Give her the fucking blanket.

That control thing is a bitch. I don't dance around it at all. I touch them, if they let me. I'll look them in the eye and speak to them directly and lovingly. My eyes always well up with tears, and I don't even try to choke them back. I'll talk about what their son needs, and why doing something to warm him when we are deliberately cooling him down could harm him. I tell them that the blanket is best used to wrap around their own arms in this cold, dark room. And, then...I'll give them something that they can control. I'll teach them how to do oral care. I'll grab lotion and show them how to care for his skin. I'll let them assist me as I turn them so that their son doesn't get pressure wounds. Like a baby needing their safety blanket, I'll let the mama control something...anything....for her son.

The irony of it all is that to be a good ICU nurse, you have to be a control freak.

The last year of my marriage was aching agony. I was always on guard, waiting for the shadows to jump out and bite me. On the afternoon of one Christmas Day, I went for a walk with my sister-in-law and told her that I just wished he would fall in love with someone else. I couldn't express to her what I really felt...that I wished that the universe would not make me go the treacherous path that lay ahead. A year and nine months later, and I was sleeping with a knife under my pillow, the same knife that had been held to my throat on several occasions before. I was such a hypocrite. I was assessing for family violence in my patient's families by knowing the indicators of victim behavior because they reminded me of my own.

......

[Assignment 1] Change "lotion" to "moisturizer" in the passage on ICU nursing, then write out everything from "That control thing" down to "a control freak." with that change made.
[Assignment 2]
Answer these questions about the passage on ICU nursing:
(a) What does the writer say the blanket is best used for?
(b) What does the writer say you have to be to be a good ICU nurse?
(c) Where was the writer keeping a knife while sleeping?
[Assignment 3] Pick up the passage on ICU nursing after its last sentence and keep it going.

[Given entries]
......

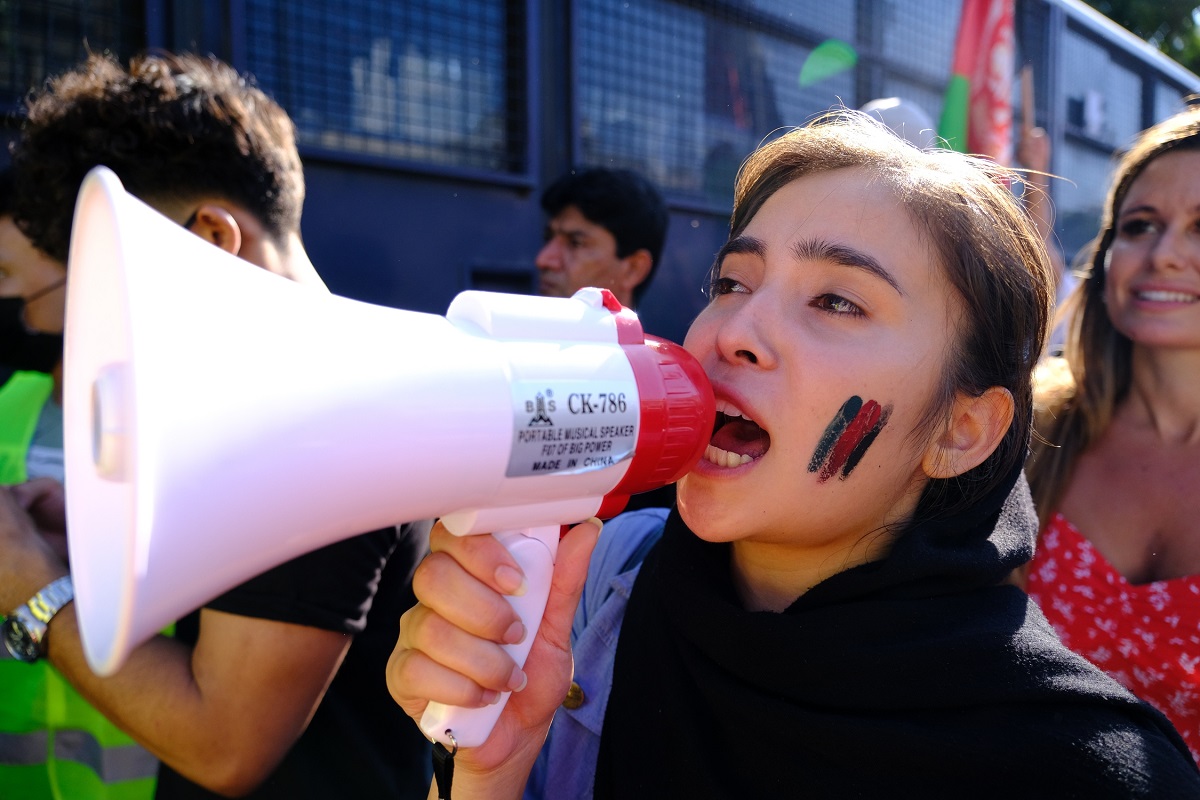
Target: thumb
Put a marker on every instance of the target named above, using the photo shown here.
(567, 585)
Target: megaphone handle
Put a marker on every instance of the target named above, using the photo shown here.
(534, 551)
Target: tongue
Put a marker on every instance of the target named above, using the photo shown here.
(742, 437)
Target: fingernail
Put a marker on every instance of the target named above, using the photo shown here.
(510, 581)
(515, 635)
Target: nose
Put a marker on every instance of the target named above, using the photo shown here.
(550, 257)
(1174, 250)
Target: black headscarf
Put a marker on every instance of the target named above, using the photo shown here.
(921, 674)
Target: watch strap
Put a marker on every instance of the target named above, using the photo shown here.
(37, 612)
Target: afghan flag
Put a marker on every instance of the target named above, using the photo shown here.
(977, 114)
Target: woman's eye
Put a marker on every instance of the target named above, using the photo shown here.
(1135, 227)
(837, 305)
(724, 286)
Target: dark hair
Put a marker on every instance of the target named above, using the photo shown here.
(621, 202)
(1078, 396)
(984, 242)
(173, 127)
(6, 190)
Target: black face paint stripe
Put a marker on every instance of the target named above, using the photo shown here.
(847, 411)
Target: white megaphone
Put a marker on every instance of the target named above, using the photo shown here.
(221, 420)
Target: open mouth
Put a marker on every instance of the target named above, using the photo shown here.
(736, 439)
(1159, 295)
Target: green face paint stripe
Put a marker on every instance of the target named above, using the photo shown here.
(857, 455)
(847, 411)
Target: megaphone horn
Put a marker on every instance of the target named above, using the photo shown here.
(221, 420)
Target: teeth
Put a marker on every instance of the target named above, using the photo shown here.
(725, 458)
(1167, 296)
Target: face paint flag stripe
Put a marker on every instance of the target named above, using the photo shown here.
(857, 453)
(850, 439)
(845, 414)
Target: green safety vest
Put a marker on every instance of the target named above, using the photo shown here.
(53, 744)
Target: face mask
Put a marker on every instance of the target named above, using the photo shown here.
(22, 348)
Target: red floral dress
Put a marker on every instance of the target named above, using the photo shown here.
(1145, 636)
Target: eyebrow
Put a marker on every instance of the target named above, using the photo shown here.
(815, 250)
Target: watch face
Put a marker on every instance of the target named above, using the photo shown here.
(18, 641)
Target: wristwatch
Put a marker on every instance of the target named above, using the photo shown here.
(24, 630)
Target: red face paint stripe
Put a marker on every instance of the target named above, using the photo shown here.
(857, 455)
(859, 427)
(837, 427)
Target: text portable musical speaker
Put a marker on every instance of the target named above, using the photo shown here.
(221, 420)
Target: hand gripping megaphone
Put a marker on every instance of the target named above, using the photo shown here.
(221, 420)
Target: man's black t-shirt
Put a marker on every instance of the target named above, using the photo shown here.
(359, 744)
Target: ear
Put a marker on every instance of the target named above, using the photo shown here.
(216, 224)
(635, 269)
(973, 432)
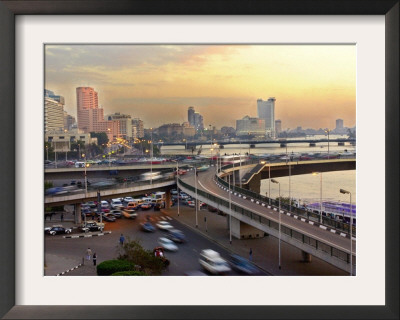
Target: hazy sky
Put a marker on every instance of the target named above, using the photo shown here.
(313, 85)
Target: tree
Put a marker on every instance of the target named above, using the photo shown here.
(133, 252)
(102, 137)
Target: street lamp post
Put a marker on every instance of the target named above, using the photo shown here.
(84, 156)
(279, 214)
(151, 156)
(230, 213)
(290, 196)
(320, 195)
(177, 186)
(327, 131)
(269, 182)
(351, 231)
(195, 186)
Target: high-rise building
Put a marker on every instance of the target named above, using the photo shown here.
(125, 124)
(266, 111)
(250, 126)
(278, 127)
(53, 111)
(69, 121)
(198, 121)
(86, 100)
(139, 131)
(90, 116)
(191, 116)
(339, 124)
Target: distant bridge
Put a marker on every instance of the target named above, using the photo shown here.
(282, 143)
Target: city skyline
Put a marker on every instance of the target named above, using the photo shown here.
(159, 83)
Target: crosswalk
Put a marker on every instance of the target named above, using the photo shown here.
(159, 218)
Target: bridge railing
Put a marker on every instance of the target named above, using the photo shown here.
(293, 234)
(327, 221)
(120, 185)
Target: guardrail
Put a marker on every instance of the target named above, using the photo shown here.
(327, 221)
(293, 234)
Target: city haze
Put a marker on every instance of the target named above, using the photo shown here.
(313, 85)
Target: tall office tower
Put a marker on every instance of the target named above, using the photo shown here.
(191, 116)
(266, 111)
(138, 124)
(86, 100)
(198, 121)
(250, 126)
(69, 121)
(339, 124)
(125, 124)
(53, 111)
(278, 127)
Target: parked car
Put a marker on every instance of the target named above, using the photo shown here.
(164, 225)
(116, 213)
(116, 204)
(167, 244)
(148, 227)
(242, 265)
(129, 213)
(108, 217)
(91, 204)
(128, 199)
(92, 226)
(146, 206)
(57, 230)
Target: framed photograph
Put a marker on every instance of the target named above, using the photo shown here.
(173, 90)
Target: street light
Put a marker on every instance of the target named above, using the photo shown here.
(177, 186)
(195, 186)
(279, 214)
(230, 206)
(327, 131)
(320, 194)
(351, 231)
(151, 154)
(84, 156)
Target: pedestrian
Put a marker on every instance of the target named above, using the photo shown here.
(88, 254)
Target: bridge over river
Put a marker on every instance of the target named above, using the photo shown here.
(250, 216)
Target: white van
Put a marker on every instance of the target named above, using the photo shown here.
(211, 261)
(79, 164)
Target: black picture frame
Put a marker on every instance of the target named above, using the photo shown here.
(8, 11)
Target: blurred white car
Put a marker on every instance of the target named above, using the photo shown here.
(164, 225)
(211, 261)
(167, 244)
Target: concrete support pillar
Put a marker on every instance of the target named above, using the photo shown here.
(78, 213)
(254, 184)
(167, 199)
(306, 256)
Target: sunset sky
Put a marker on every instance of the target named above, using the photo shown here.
(313, 84)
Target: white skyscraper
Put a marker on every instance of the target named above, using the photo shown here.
(266, 111)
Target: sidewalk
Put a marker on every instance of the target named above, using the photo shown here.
(265, 250)
(56, 264)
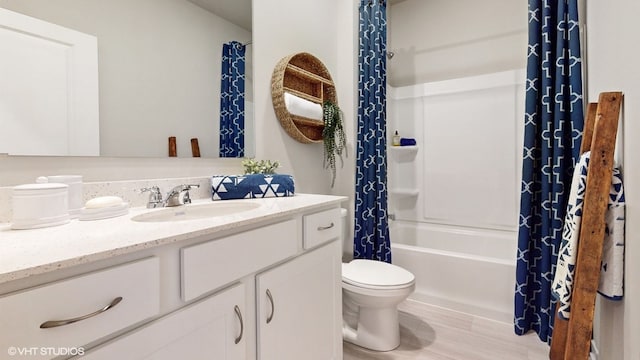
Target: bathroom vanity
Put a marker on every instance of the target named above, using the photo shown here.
(260, 283)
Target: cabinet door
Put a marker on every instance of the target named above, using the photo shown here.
(300, 308)
(209, 329)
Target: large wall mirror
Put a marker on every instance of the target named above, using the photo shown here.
(159, 69)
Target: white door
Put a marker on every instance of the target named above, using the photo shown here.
(210, 329)
(299, 310)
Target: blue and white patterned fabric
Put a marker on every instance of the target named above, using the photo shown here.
(612, 268)
(552, 135)
(232, 100)
(371, 238)
(251, 186)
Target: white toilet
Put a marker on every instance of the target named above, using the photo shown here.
(371, 292)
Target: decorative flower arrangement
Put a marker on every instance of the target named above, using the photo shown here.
(252, 166)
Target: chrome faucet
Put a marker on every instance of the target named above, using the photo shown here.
(173, 196)
(155, 197)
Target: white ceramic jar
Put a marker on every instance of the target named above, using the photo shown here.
(40, 205)
(75, 190)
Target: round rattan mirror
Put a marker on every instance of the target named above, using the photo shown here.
(304, 78)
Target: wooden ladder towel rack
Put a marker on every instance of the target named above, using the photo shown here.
(572, 339)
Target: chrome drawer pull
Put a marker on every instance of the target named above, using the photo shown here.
(56, 323)
(273, 308)
(320, 228)
(239, 314)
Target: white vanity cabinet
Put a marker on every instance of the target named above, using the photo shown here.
(266, 289)
(213, 328)
(72, 312)
(299, 307)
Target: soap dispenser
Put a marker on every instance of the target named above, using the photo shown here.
(396, 139)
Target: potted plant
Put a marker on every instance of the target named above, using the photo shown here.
(333, 137)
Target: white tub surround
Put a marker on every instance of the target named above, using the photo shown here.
(240, 279)
(455, 195)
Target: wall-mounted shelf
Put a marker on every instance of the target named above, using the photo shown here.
(413, 148)
(304, 76)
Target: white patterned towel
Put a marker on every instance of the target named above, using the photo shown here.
(611, 272)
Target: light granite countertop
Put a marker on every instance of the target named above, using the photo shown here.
(25, 253)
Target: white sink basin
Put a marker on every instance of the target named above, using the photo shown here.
(195, 212)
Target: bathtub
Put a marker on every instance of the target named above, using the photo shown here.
(464, 269)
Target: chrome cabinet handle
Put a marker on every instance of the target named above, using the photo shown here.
(321, 228)
(56, 323)
(273, 308)
(239, 315)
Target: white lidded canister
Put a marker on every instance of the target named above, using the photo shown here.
(75, 190)
(40, 205)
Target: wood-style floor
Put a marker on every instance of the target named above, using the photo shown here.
(433, 333)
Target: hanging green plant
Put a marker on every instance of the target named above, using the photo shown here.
(333, 137)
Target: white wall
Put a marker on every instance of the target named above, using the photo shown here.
(280, 28)
(159, 69)
(612, 65)
(442, 39)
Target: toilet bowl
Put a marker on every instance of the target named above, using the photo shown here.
(371, 292)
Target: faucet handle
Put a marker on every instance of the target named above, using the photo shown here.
(186, 198)
(173, 197)
(155, 196)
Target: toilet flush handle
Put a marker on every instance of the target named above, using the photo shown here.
(273, 308)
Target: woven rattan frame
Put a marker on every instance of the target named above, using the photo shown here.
(306, 76)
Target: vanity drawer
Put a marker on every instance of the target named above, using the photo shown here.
(208, 266)
(24, 313)
(321, 227)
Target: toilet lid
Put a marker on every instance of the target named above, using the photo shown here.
(375, 273)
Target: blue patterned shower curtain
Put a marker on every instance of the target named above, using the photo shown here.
(371, 238)
(552, 135)
(232, 100)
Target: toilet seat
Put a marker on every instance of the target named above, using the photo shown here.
(372, 274)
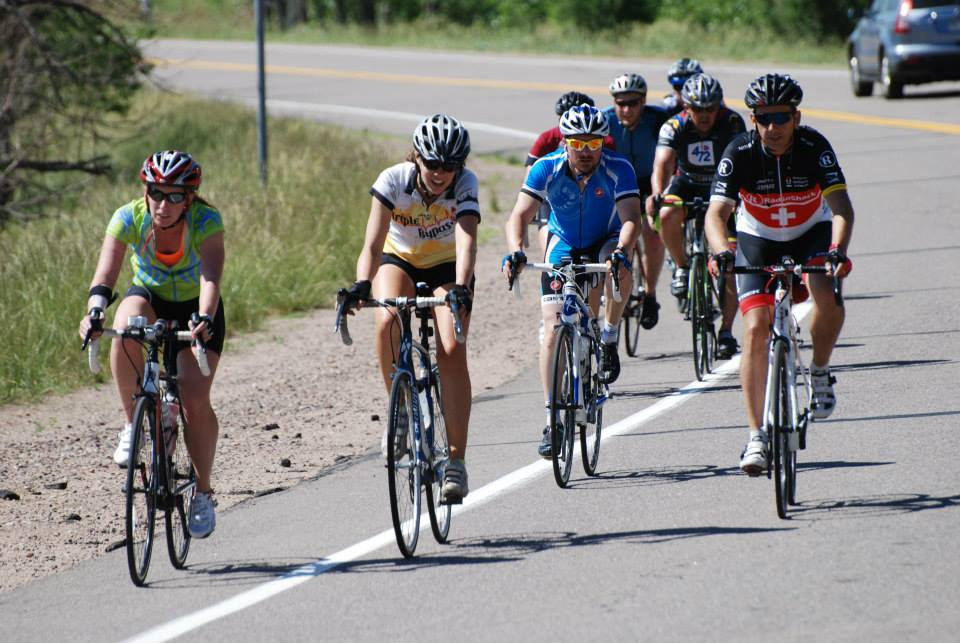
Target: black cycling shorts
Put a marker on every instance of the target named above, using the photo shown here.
(181, 312)
(757, 290)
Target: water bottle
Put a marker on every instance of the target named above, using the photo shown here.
(170, 413)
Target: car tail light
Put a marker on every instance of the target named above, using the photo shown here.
(902, 26)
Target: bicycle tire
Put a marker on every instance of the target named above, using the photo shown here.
(402, 467)
(440, 514)
(590, 441)
(631, 314)
(780, 426)
(698, 317)
(562, 412)
(141, 492)
(182, 481)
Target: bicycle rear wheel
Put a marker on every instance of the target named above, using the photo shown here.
(402, 466)
(141, 492)
(593, 402)
(784, 460)
(701, 317)
(182, 481)
(631, 314)
(439, 513)
(563, 421)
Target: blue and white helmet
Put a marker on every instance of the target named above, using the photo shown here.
(442, 138)
(628, 83)
(584, 119)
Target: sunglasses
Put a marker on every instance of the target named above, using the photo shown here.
(576, 144)
(159, 196)
(446, 166)
(780, 118)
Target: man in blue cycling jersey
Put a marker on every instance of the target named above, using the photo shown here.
(595, 212)
(634, 126)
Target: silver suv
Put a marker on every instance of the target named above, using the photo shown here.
(901, 42)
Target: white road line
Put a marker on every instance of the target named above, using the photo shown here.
(298, 108)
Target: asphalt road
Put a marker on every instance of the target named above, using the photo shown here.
(670, 542)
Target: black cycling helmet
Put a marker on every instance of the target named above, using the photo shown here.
(702, 90)
(773, 89)
(571, 99)
(441, 138)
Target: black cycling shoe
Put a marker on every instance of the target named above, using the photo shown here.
(650, 312)
(545, 449)
(727, 345)
(609, 363)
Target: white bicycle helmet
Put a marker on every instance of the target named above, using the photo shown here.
(702, 90)
(442, 138)
(628, 83)
(584, 119)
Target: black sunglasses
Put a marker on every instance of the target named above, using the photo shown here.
(780, 118)
(446, 166)
(159, 196)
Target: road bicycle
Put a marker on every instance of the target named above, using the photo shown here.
(701, 306)
(162, 478)
(577, 395)
(630, 322)
(788, 391)
(417, 447)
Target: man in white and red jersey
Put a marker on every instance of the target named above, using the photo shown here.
(793, 201)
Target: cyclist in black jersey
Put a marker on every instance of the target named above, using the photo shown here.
(688, 151)
(792, 200)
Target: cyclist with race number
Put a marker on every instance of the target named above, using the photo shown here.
(422, 227)
(677, 75)
(688, 151)
(792, 201)
(595, 209)
(176, 240)
(634, 126)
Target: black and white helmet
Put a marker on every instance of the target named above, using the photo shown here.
(571, 99)
(628, 83)
(584, 119)
(442, 138)
(702, 90)
(681, 70)
(773, 89)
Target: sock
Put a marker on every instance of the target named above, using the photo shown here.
(610, 333)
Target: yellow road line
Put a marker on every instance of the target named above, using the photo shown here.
(322, 72)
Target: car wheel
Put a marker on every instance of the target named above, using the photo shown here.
(860, 87)
(890, 86)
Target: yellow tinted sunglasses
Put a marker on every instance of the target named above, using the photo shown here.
(576, 144)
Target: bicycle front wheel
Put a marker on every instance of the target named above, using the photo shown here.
(784, 460)
(439, 513)
(701, 317)
(593, 401)
(141, 492)
(182, 481)
(562, 407)
(403, 468)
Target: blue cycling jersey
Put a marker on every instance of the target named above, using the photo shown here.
(582, 219)
(640, 143)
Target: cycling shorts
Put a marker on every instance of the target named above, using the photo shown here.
(438, 276)
(757, 290)
(181, 312)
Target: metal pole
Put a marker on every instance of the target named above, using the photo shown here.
(262, 94)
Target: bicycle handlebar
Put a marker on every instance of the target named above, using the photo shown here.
(340, 325)
(149, 334)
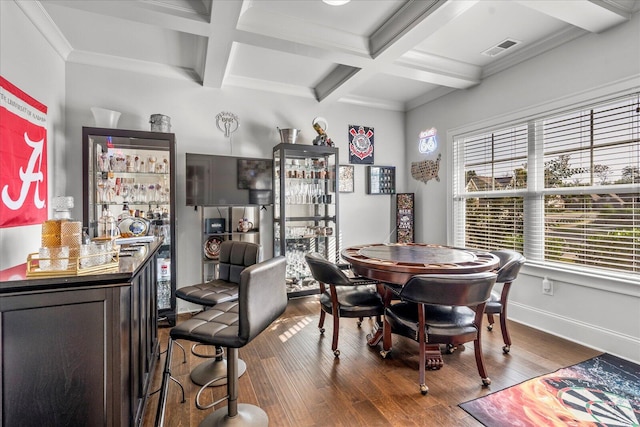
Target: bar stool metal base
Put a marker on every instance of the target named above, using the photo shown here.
(216, 368)
(248, 415)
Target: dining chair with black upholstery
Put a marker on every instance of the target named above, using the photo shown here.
(234, 257)
(441, 309)
(343, 296)
(510, 264)
(262, 298)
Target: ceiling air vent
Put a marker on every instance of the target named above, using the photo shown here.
(501, 47)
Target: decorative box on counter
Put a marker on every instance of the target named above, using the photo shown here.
(214, 225)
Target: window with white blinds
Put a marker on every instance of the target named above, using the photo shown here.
(560, 189)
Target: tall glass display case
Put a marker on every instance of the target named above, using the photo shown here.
(305, 215)
(129, 190)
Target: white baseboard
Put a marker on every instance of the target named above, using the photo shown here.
(593, 336)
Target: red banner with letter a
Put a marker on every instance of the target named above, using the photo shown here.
(23, 158)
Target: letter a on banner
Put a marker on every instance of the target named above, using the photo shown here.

......

[Answer area 1]
That control thing is a bitch. I don't dance around it at all. I touch them, if they let me. I'll look them in the eye and speak to them directly and lovingly. My eyes always well up with tears, and I don't even try to choke them back. I'll talk about what their son needs, and why doing something to warm him when we are deliberately cooling him down could harm him. I tell them that the blanket is best used to wrap around their own arms in this cold, dark room. And, then...I'll give them something that they can control. I'll teach them how to do oral care. I'll grab moisturizer and show them how to care for his skin. I'll let them assist me as I turn them so that their son doesn't get pressure wounds. Like a baby needing their safety blanket, I'll let the mama control something...anything....for her son.

The irony of it all is that to be a good ICU nurse, you have to be a control freak.

[Answer area 2]
(a) Wrapping around the family's own arms in the cold, dark room.
(b) A control freak.
(c) Under the pillow.

[Answer area 3]
I started praying to a God that I knew existed, but couldn't understand. I prayed that somehow I would get through it without a hospital bed or the morgue.

Somehow, I surrendered. I don't know how it happened, truly. I went to Al-Anon meetings and I memorized passages of Codependent No More. I searched for answers in my Psych Nursing textbook from school. I prayed. I found true joy that was completely independent of my circumstances. I committed to therapy. I remember the redemption of my work nursing others, how it was the only thing that really gave me perspective and gratitude, and I leaned into those conscious thoughts. I knew that this was about me and my issue with control. Like that patient, my marriage was on that hospital bed. Whether or not it survived was already written in the stars, and I'd been screaming for a fucking blanket long enough.

When the student is ready, the teacher appears.

There was a patient. She was hit in the head with a blunt object by a man to whom she professed love. She had a child. She did not survive. I cried for her, but I cried harder for me. Then a feminine energy surrounded me. It came in the form of a few women that I allowed to get close and became vulnerable with. After telling my story, I listened without speaking. It spoke into me with such clarity, such focus. I knew my path was before me, and her collective voice was so clear and so wise that I was sure that God must be a woman. But I was still afraid.

So then, the universe brought to me a Marine. His jaw was chiseled and his shoulders were broad. He used them to protect those who were vulnerable. He had a hard outer shell with a gooey soft center. He told me his own story long before I was in the place where I could tell him mine. He showed me what friendship really looked like. And I felt safe and protected, and I was sure that God must be a Marine.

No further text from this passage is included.